--- What you should do ---
Locate every line in the data below that contains the word "List" and copy each one. Case counts.

#####

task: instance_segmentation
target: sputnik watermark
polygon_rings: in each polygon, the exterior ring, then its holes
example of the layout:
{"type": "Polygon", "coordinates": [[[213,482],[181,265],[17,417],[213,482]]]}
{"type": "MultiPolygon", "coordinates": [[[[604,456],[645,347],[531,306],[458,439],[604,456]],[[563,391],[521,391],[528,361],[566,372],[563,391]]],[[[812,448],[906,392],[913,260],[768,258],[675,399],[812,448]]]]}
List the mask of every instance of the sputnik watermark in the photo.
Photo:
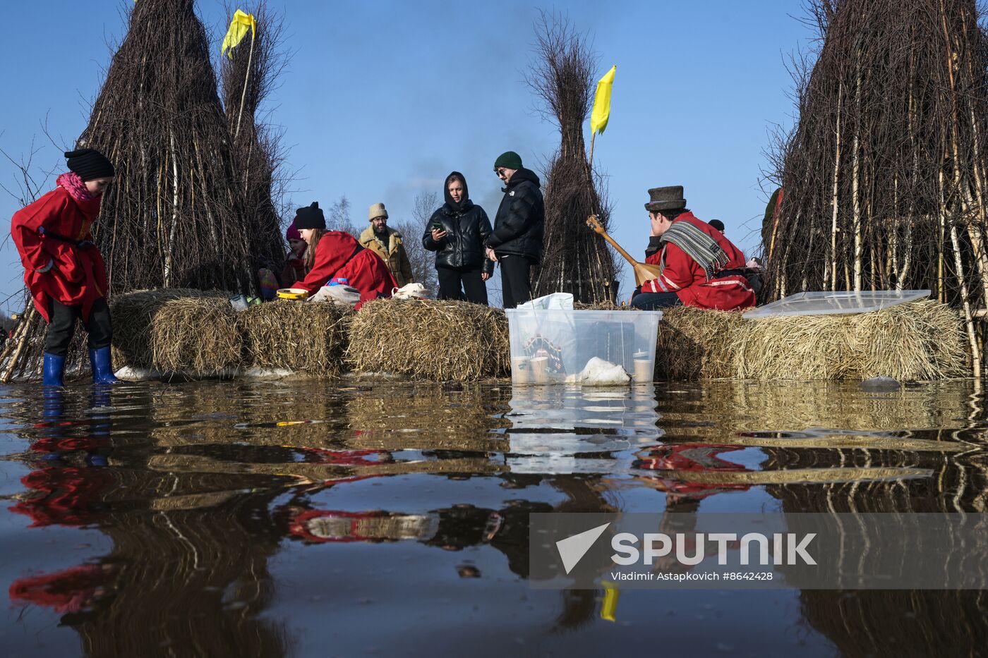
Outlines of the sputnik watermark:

#####

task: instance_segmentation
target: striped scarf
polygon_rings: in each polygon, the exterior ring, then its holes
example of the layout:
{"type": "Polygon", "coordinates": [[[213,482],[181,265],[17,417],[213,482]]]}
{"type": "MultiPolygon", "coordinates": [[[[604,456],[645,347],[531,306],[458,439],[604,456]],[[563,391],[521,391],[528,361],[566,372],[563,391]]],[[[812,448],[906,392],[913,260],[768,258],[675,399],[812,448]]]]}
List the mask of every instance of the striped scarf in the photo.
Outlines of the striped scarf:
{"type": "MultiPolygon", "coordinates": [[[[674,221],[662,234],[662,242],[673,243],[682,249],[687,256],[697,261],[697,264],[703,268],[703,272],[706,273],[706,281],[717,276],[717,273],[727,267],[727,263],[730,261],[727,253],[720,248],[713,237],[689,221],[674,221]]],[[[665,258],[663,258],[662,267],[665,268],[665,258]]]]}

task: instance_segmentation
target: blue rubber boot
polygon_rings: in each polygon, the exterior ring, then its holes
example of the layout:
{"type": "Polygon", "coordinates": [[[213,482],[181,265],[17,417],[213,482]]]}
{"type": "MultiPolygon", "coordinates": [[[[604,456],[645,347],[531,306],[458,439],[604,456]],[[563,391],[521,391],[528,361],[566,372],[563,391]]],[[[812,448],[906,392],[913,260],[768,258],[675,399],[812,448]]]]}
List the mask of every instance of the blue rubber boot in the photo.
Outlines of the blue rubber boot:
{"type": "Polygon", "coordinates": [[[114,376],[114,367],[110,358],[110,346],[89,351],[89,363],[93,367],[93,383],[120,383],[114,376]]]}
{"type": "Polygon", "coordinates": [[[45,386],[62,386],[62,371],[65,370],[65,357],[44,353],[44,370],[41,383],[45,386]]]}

#####

--- Response below ---
List the mask of every instance of the sputnik watermark in the photo.
List the mask of every instance of the striped scarf in the photo.
List the mask of every instance of the blue rubber boot in the photo.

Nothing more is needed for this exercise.